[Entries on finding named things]
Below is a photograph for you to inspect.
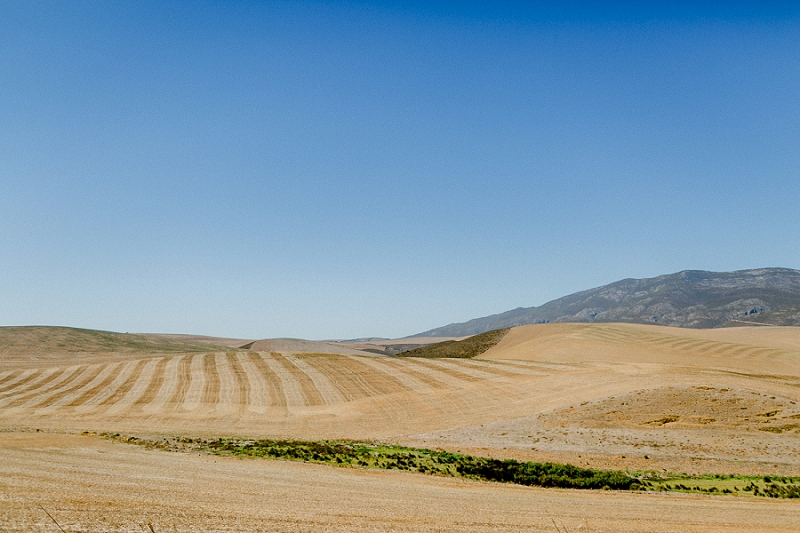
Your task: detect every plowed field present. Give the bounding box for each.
[0,324,800,531]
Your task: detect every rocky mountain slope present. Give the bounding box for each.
[414,268,800,337]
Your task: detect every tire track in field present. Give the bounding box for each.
[284,354,345,405]
[390,357,479,389]
[64,361,128,409]
[0,370,19,387]
[273,353,325,406]
[418,359,500,380]
[226,352,250,415]
[28,364,112,414]
[302,355,390,401]
[263,352,307,407]
[142,355,188,414]
[126,357,169,410]
[0,369,36,393]
[181,354,209,411]
[169,355,196,411]
[214,353,240,415]
[19,365,103,409]
[249,352,286,407]
[0,366,81,408]
[0,368,59,406]
[236,352,273,414]
[200,353,220,411]
[99,359,162,415]
[345,355,437,393]
[462,359,543,377]
[90,359,148,408]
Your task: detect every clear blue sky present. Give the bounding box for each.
[0,1,800,338]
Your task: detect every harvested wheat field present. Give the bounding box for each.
[0,324,800,531]
[0,433,798,533]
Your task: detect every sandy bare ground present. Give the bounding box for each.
[0,324,800,475]
[0,324,800,532]
[0,433,800,533]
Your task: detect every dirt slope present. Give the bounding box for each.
[0,433,798,533]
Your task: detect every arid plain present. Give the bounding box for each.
[0,324,800,531]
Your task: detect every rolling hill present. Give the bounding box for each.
[411,268,800,338]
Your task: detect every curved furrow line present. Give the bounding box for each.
[200,353,219,410]
[167,355,192,411]
[296,355,380,402]
[683,340,733,354]
[85,359,147,407]
[0,368,55,406]
[345,355,434,393]
[214,353,241,415]
[284,355,345,405]
[94,359,161,415]
[249,352,286,407]
[142,355,189,414]
[264,352,307,407]
[19,365,99,409]
[0,370,20,387]
[0,366,81,408]
[43,363,121,408]
[0,369,38,392]
[236,352,273,414]
[25,364,109,414]
[126,357,170,409]
[226,352,250,415]
[392,357,480,389]
[272,353,325,406]
[428,359,496,380]
[461,359,541,377]
[181,354,206,411]
[62,361,128,407]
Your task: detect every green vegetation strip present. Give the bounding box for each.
[395,328,511,359]
[101,433,800,498]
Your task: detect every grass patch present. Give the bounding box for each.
[643,474,800,499]
[103,434,637,490]
[100,433,800,498]
[395,328,511,359]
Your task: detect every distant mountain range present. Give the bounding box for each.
[413,268,800,337]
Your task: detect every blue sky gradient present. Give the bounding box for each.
[0,2,800,338]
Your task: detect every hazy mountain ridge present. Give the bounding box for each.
[414,268,800,337]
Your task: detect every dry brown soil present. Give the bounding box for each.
[0,324,800,531]
[0,433,800,533]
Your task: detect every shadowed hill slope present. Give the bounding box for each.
[397,328,509,359]
[415,268,800,337]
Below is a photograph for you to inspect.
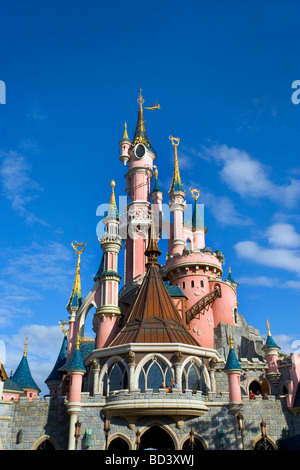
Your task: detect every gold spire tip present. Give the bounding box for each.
[24,335,28,356]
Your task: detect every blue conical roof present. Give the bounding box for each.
[11,355,40,391]
[58,345,86,372]
[45,335,68,383]
[224,343,242,370]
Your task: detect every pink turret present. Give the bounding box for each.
[125,91,159,284]
[263,320,281,385]
[93,181,122,349]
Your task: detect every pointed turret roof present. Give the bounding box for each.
[192,197,204,228]
[264,319,280,350]
[120,122,130,143]
[224,334,242,371]
[169,136,185,194]
[109,211,199,346]
[152,165,162,193]
[45,334,68,383]
[58,336,86,372]
[11,337,40,392]
[67,242,85,311]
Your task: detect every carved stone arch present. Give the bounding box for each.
[139,419,180,450]
[134,352,175,390]
[179,356,211,390]
[31,434,59,450]
[76,298,98,334]
[179,432,208,450]
[103,432,135,450]
[98,356,129,394]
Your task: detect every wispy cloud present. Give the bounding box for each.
[0,151,48,225]
[234,241,300,275]
[199,145,300,208]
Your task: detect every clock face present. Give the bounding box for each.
[134,144,146,158]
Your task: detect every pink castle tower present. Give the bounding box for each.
[93,180,122,349]
[120,90,159,283]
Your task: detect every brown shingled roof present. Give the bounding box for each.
[109,262,199,346]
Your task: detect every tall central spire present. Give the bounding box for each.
[132,89,150,147]
[169,136,184,194]
[67,242,85,310]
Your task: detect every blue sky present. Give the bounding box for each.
[0,0,300,391]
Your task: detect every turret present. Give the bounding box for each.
[262,320,281,385]
[11,336,41,400]
[45,322,68,396]
[169,136,186,255]
[94,180,122,349]
[67,242,86,358]
[125,90,159,284]
[119,122,131,165]
[224,333,242,406]
[59,335,86,450]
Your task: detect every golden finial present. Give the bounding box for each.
[23,335,28,356]
[137,88,145,109]
[229,332,233,349]
[190,188,200,201]
[71,242,86,256]
[266,319,271,336]
[58,320,69,336]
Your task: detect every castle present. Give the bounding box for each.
[0,92,300,452]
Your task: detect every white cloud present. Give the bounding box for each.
[201,192,252,226]
[234,241,300,275]
[0,151,48,225]
[206,145,300,207]
[266,223,300,248]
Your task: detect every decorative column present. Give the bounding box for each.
[94,180,122,349]
[60,335,86,450]
[169,136,186,255]
[67,242,86,359]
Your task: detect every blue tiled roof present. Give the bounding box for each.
[11,356,40,390]
[224,349,241,370]
[45,336,68,383]
[3,378,23,392]
[58,349,86,372]
[166,284,185,297]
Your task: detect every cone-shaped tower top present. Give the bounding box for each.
[152,165,162,193]
[45,333,68,383]
[109,211,199,346]
[121,122,130,142]
[59,335,86,372]
[11,336,40,392]
[169,136,185,194]
[224,333,241,371]
[67,242,86,311]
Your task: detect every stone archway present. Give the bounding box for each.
[140,426,175,451]
[107,437,130,452]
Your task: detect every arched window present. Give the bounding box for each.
[139,357,172,392]
[182,361,207,393]
[103,361,128,396]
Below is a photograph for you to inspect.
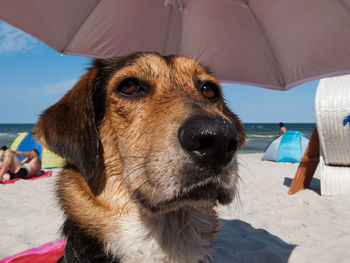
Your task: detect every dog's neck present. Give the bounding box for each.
[105,209,217,262]
[64,209,218,263]
[59,168,218,263]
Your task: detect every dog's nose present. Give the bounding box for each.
[178,115,239,170]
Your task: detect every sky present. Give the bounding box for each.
[0,21,318,123]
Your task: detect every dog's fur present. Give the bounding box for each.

# Written exercise
Give every line of the entries above as a numbered list, skipping blank lines and leaving the pictures out.

# Reply
1. Below is a photograph for you to inspect.
2. Your task: detect every plowed field present. Give the bounding box for each.
3. [0,324,800,531]
4. Your task: detect every rocky mountain slope present. Give the bounding box for each.
5. [414,268,800,337]
6. Your task: detect every tire track in field present. Give the bounding box for each.
7. [284,354,345,405]
8. [390,357,479,389]
9. [64,361,128,409]
10. [0,370,19,387]
11. [273,353,325,406]
12. [418,359,500,380]
13. [226,352,250,415]
14. [28,364,112,414]
15. [302,355,390,401]
16. [263,352,307,407]
17. [142,355,188,414]
18. [126,357,169,410]
19. [0,369,36,393]
20. [181,354,209,411]
21. [169,355,196,411]
22. [214,353,240,415]
23. [19,365,103,409]
24. [249,352,286,407]
25. [0,366,81,408]
26. [0,368,59,406]
27. [236,352,273,414]
28. [200,353,220,411]
29. [99,359,162,415]
30. [345,355,437,393]
31. [462,359,543,377]
32. [90,359,148,408]
33. Your task: detect every clear blue sky present. Give the bounding box for each.
34. [0,1,800,338]
35. Your task: detect every harvested wheat field present. Give the bounding box for each.
36. [0,324,800,531]
37. [0,433,798,533]
38. Your task: detect every sandy bare ground present. Give the bounding box for each.
39. [0,324,800,475]
40. [0,324,800,532]
41. [0,433,800,533]
42. Your task: detect every dirt slope present. Give the bounding box for each.
43. [0,433,798,533]
44. Your task: detect every arid plain present. Give the bounding box for each.
45. [0,324,800,531]
46. Your task: detect every rolling hill present. Give the bounding box for each.
47. [411,268,800,338]
48. Your task: detect every curved furrow line present. Give the bounding box for each.
49. [200,353,219,410]
50. [167,355,192,411]
51. [296,355,380,402]
52. [683,340,733,354]
53. [85,359,147,407]
54. [0,368,55,406]
55. [345,355,434,393]
56. [214,353,241,415]
57. [284,355,345,405]
58. [94,359,161,415]
59. [249,352,286,407]
60. [142,355,189,414]
61. [264,352,307,407]
62. [19,365,99,409]
63. [0,370,20,387]
64. [0,366,81,408]
65. [43,363,121,408]
66. [0,369,38,392]
67. [236,352,273,414]
68. [25,364,109,414]
69. [126,357,170,409]
70. [226,352,250,415]
71. [392,357,480,389]
72. [272,353,325,406]
73. [428,359,496,380]
74. [461,359,541,377]
75. [181,354,206,411]
76. [62,361,128,407]
77. Your task: detect every green vegetation strip present. Give the bounding box for each.
78. [395,328,511,359]
79. [101,433,800,498]
80. Your task: detect every grass patch present. Give the bounding box for each.
81. [643,474,800,499]
82. [103,434,637,490]
83. [100,433,800,498]
84. [395,328,511,359]
85. Your task: detect every distant mountain range present. Give the bounding box for each.
86. [413,268,800,337]
87. Your task: detect every blue sky gradient present. Give the bounding box for each.
88. [0,2,800,338]
89. Your task: detect every hazy mountain ridge present. Give the bounding box for each.
90. [414,268,800,337]
91. Your task: detect every dry brown soil present. Give the bounding box for each.
92. [0,324,800,531]
93. [0,433,800,533]
94. Your task: detect every shadowed hill slope present. Give the bounding box for each.
95. [397,328,509,359]
96. [415,268,800,337]
97. Below is a photograph for you to inspect.
98. Your task: detect every gold spire tip present. Give the bounding box for each.
99. [24,335,28,356]
100. Your task: detect every blue conical roof present. Give the bounding box for each.
101. [11,355,40,391]
102. [58,345,86,372]
103. [45,335,68,383]
104. [224,343,242,370]
105. Your task: detect every pink turret present. Give the bounding box for each.
106. [125,91,159,284]
107. [263,320,281,385]
108. [93,181,122,349]
109. Your task: detect every pointed turret roof present. Give the bounding box for each.
110. [192,197,204,228]
111. [264,319,280,350]
112. [120,122,130,143]
113. [224,334,242,371]
114. [169,136,185,194]
115. [109,211,199,346]
116. [152,165,162,193]
117. [45,334,68,383]
118. [58,336,86,372]
119. [11,337,40,392]
120. [67,242,85,311]
121. Your task: detect every carved stone arch present. Give the bounding box for each.
122. [139,419,180,450]
123. [134,352,175,390]
124. [179,356,211,390]
125. [31,434,59,450]
126. [76,298,98,334]
127. [179,432,208,450]
128. [103,432,135,450]
129. [98,356,129,394]
130. Your task: detect every wispy cloud present. Give the bounding box for each.
131. [0,151,48,225]
132. [234,241,300,275]
133. [199,145,300,208]
134. Your task: detect every clock face present. Give the bounding box for each.
135. [134,144,146,158]
136. Your task: detect every pink castle tower present. Give the bounding box for each.
137. [93,180,122,349]
138. [120,90,159,283]
139. Your task: detect every brown shingled roof present. Give the bounding box for each.
140. [109,262,199,346]
141. Your task: detect every tall central spire present. Give the bounding box for each.
142. [132,89,150,147]
143. [169,136,184,194]
144. [67,242,85,310]
145. Your task: detect every blue sky present. Give the bounding box for each.
146. [0,0,300,391]
147. Your task: detect every turret present. Give the bounding box for each.
148. [262,320,281,385]
149. [11,336,41,400]
150. [45,322,68,396]
151. [169,136,186,255]
152. [94,180,122,349]
153. [67,242,86,358]
154. [125,90,159,284]
155. [119,122,131,165]
156. [224,333,242,406]
157. [59,335,86,450]
158. Your task: detect every golden finial present. Give the bounding box for each.
159. [23,335,28,356]
160. [137,88,145,109]
161. [229,332,233,349]
162. [190,188,200,201]
163. [71,242,86,256]
164. [266,319,271,336]
165. [58,320,69,336]
166. Your task: detect every castle present. Give the bounding box for each.
167. [0,92,300,452]
168. Your task: detect every white cloud present. Give the bounding box for each.
169. [201,192,252,226]
170. [234,241,300,275]
171. [0,151,48,225]
172. [206,145,300,207]
173. [266,223,300,248]
174. Your task: detect every decorative column present. Give the bounding box for each.
175. [94,180,122,349]
176. [60,335,86,450]
177. [169,136,186,255]
178. [67,242,86,359]
179. Your task: detect every blue tiled roof present. Give the bounding box for each.
180. [11,356,40,390]
181. [224,349,241,370]
182. [45,336,68,383]
183. [3,378,23,392]
184. [58,349,86,372]
185. [166,284,185,297]
186. Your task: detect every cone-shaped tower top present. Give the bounding box for each.
187. [152,165,162,193]
188. [45,333,68,383]
189. [109,211,199,346]
190. [121,122,130,142]
191. [59,335,86,372]
192. [11,336,40,392]
193. [169,136,185,194]
194. [224,333,241,371]
195. [67,242,86,311]
196. Your task: detect every stone archway present. Give the bounding box for each.
197. [140,426,175,451]
198. [107,437,130,452]
199. Your task: detect every arched window present. Give the bounding box for each.
200. [139,357,172,392]
201. [182,361,207,393]
202. [103,361,128,396]
203. Below is a photograph for you to inspect.
204. Your task: detect every dog's neck present. Give the bounding box for each.
205. [105,209,217,262]
206. [64,209,218,263]
207. [59,168,218,263]
208. Your task: detect every dog's nose present. Give the bounding box for each.
209. [178,115,239,170]
210. Your task: detect every sky present. Give the bounding box for each.
211. [0,21,318,123]
212. Your task: detect every dog's fur present. Give the bounding box for each.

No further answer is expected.